- **Отрывок**:
----------
В результате летом 1915 года германские авиаторы стали хозяевами небес Западного фронта. Но не надолго.
Что же касается Германа Геринга, то он неизбежно должен был стать пилотом. Человек неукротимой энергии и неистощимого энтузиазма, он, обнаружив, что все возможности новой игры и нового рода деятельности исчерпаны, испытывал потребность перейти к другому занятию, новому приключению. Как прославившийся «воздушный гимнаст» на сиденье наблюдателя, Геринг стал на некоторое время темой разговоров за обеденными столами авиаторов всего Западного фронта. Но теперь, с возникновением новой и опасной формы войны в воздухе, героем дня стал пилот-истребитель. В газетах начали мелькать имена Иммельмана, Бельке и Гесса, когда с фронта стали приходить известия об одерживаемых ими победах, и Герингу очень хотелось, чтобы там появилось и его имя.
В июне 1915-го он прибыл во Фрейбург, чтобы пойти на курсы пилотов, и уже не первый раз в своей жизни превзошел всех остальных. Он совершал превосходные взлеты и посадки почти с самого начала (что не слишком удивительно, так как он достаточно часто видел, как это делает Лёрцер) и очень скоро стал проявлять способность к высшему пилотажу, чем произвел впечатление на инструкторов и заставил зеленеть от зависти своих однокурсников. Впоследствии Геринг хвастался, что был единственным на курсах, кто с самого начала обучения и до конца не разбил ни одного аэроплана.
----------
- **Исходные данные**:
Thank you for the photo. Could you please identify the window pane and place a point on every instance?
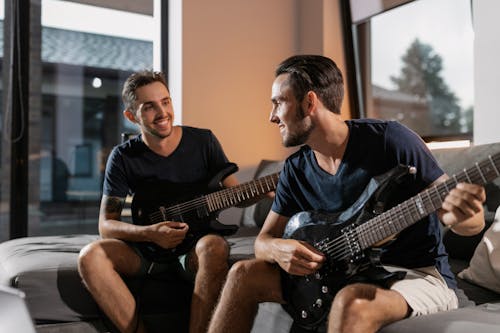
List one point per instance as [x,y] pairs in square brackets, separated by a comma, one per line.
[84,64]
[422,67]
[4,202]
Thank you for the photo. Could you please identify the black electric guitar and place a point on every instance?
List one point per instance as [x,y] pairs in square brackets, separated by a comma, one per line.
[196,204]
[350,239]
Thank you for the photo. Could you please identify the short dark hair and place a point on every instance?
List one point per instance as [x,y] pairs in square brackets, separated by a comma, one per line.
[314,73]
[137,80]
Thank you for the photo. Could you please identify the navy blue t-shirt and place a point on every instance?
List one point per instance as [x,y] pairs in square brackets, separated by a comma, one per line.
[198,157]
[374,147]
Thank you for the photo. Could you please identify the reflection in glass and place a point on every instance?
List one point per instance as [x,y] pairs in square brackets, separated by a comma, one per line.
[418,72]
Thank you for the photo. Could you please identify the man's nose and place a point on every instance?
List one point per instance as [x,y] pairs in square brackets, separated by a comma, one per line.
[272,116]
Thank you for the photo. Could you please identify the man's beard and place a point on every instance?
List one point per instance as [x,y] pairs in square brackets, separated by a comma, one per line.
[301,133]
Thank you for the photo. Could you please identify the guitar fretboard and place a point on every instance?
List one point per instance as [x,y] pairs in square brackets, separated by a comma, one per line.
[410,211]
[234,195]
[215,201]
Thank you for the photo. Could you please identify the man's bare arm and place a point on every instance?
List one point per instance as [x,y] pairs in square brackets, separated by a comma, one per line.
[167,234]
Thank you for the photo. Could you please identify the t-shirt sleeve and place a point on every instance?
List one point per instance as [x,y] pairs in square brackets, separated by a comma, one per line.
[217,158]
[115,181]
[408,148]
[284,203]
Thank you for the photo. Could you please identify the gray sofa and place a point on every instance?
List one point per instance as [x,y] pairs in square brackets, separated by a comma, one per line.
[44,268]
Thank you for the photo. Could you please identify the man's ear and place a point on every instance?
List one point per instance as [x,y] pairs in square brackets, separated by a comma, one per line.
[311,101]
[127,113]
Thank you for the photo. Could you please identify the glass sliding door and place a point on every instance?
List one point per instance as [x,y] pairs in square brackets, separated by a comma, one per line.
[86,53]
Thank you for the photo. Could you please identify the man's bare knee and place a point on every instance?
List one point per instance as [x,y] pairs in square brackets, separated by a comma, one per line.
[257,280]
[212,246]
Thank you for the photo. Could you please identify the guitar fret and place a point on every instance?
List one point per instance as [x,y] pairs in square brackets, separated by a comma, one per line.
[430,199]
[480,173]
[493,164]
[412,210]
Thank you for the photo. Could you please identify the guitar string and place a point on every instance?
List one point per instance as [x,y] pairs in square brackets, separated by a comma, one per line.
[339,249]
[227,195]
[250,189]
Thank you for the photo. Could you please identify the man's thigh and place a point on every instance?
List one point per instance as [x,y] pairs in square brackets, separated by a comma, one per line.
[425,291]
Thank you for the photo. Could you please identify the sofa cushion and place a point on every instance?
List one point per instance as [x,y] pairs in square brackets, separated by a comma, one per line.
[45,269]
[484,269]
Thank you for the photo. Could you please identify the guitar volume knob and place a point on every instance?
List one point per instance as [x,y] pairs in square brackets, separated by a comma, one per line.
[318,303]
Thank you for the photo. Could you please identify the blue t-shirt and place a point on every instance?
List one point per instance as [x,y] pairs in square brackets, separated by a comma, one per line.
[374,147]
[198,157]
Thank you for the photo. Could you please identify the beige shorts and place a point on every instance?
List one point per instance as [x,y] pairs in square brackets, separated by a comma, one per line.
[425,290]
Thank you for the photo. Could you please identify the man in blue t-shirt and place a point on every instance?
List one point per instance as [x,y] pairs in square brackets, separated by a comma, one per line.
[329,174]
[163,156]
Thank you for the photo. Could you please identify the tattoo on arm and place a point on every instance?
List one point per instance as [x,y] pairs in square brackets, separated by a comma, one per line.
[112,205]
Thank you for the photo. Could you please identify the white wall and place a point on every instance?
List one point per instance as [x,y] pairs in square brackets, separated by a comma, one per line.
[486,71]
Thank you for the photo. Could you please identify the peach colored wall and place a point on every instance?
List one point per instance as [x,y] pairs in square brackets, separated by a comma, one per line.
[229,53]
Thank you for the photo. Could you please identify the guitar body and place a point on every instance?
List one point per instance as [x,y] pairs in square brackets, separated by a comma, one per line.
[350,239]
[165,201]
[309,297]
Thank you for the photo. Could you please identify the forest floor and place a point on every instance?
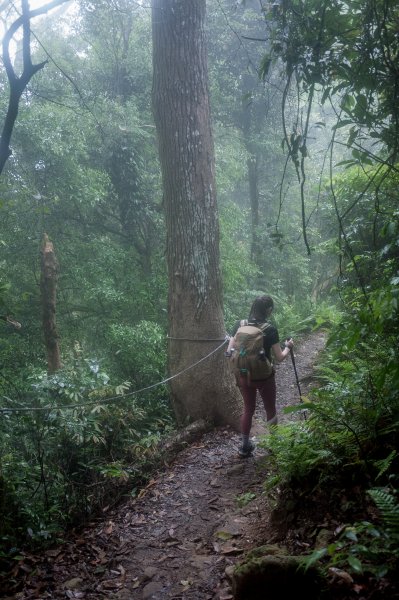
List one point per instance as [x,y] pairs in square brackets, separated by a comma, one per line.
[192,522]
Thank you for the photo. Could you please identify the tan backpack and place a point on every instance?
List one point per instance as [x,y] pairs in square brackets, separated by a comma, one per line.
[249,358]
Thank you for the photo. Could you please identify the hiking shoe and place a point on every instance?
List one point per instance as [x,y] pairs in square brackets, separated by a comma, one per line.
[245,451]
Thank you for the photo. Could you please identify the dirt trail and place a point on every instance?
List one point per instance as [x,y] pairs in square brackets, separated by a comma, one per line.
[188,526]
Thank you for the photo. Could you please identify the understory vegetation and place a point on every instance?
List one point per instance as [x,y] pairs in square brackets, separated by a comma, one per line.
[308,213]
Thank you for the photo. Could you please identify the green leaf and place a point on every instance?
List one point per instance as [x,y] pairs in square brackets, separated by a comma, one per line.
[355,564]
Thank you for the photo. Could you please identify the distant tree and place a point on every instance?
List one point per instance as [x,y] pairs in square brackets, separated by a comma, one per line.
[181,110]
[17,83]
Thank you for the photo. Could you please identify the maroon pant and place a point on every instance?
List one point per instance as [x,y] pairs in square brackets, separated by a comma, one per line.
[267,391]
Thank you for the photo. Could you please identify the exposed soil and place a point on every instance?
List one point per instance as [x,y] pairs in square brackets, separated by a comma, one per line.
[176,540]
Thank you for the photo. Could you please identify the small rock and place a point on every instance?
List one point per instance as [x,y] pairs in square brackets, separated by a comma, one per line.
[154,587]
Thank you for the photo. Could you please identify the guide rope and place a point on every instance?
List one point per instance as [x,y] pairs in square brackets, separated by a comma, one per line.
[113,398]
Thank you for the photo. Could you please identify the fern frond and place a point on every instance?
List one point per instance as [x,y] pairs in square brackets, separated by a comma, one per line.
[388,507]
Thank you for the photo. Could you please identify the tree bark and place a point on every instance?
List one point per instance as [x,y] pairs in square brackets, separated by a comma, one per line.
[195,306]
[48,288]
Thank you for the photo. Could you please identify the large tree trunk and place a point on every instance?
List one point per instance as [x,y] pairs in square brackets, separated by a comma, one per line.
[48,287]
[181,111]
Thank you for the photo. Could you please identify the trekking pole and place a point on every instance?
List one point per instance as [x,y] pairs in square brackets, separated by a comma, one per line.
[297,378]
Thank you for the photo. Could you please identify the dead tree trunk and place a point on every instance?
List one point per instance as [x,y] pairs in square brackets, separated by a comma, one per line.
[48,288]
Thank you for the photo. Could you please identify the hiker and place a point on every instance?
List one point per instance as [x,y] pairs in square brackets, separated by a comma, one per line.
[261,310]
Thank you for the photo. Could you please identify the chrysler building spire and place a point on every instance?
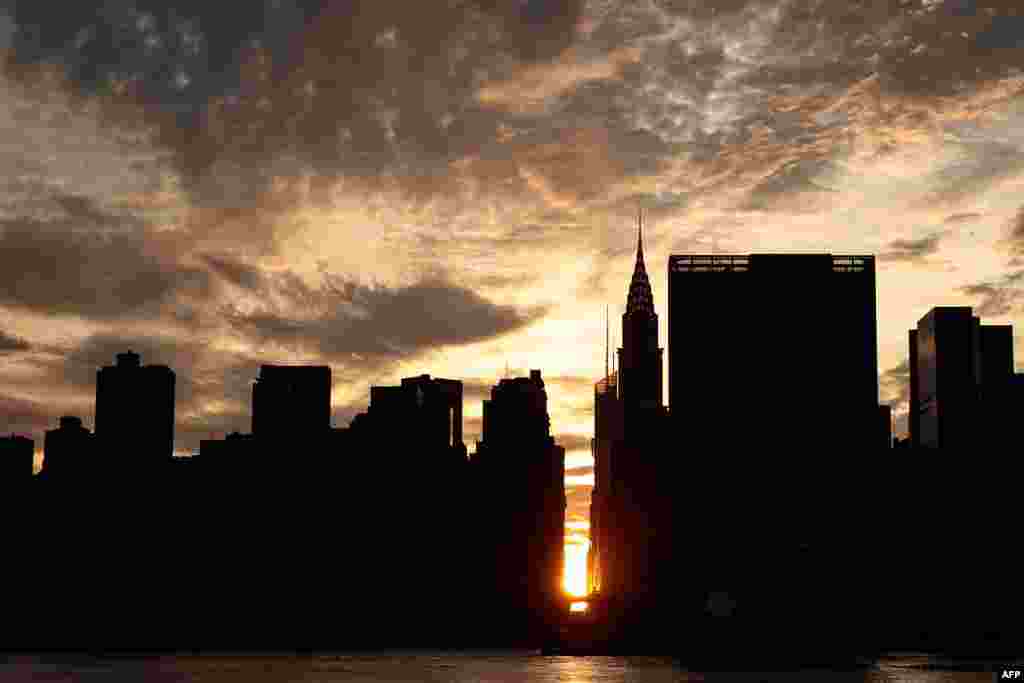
----------
- **Задания**:
1 > Ответьте по отрывку о Германе Геринге:
(a) Когда германские авиаторы стали хозяевами небес Западного фронта?
(b) Чьи имена начали мелькать в газетах?
(c) Куда прибыл Геринг в июне 1915 года и с какой целью?
2 > Продолжите отрывок о Германе Геринге, начав сразу после его последнего предложения.

- **Ответы**:
1 >
(a) Летом 1915 года.
(b) Имена Иммельмана, Бельке и Гесса.
(c) Во Фрейбург, чтобы пойти на курсы пилотов.

2 >
В октябре 1915 года его определили в 5-ю истребительную эскадрилью, которая отправлялась на Западный фронт. Он летал всего третью неделю, когда у него состоялось столкновение с новым гигантским двухмоторным бомбардировщиком «хендли-пейджем», который англичане недавно ввели в действие в этом секторе фронта. Геринг заметил его огромный корпус, выплывший из тяжелого ноябрьского облака, и направился к нему, чтобы рассмотреть поближе, упустив из виду, что остальные пилоты его эскадрильи поспешно удалились. Они знали то, о чем Геринг, похоже, забыл: что эти новые бомбардировщики никогда не поднимаются в небо без сопровождения истребителей.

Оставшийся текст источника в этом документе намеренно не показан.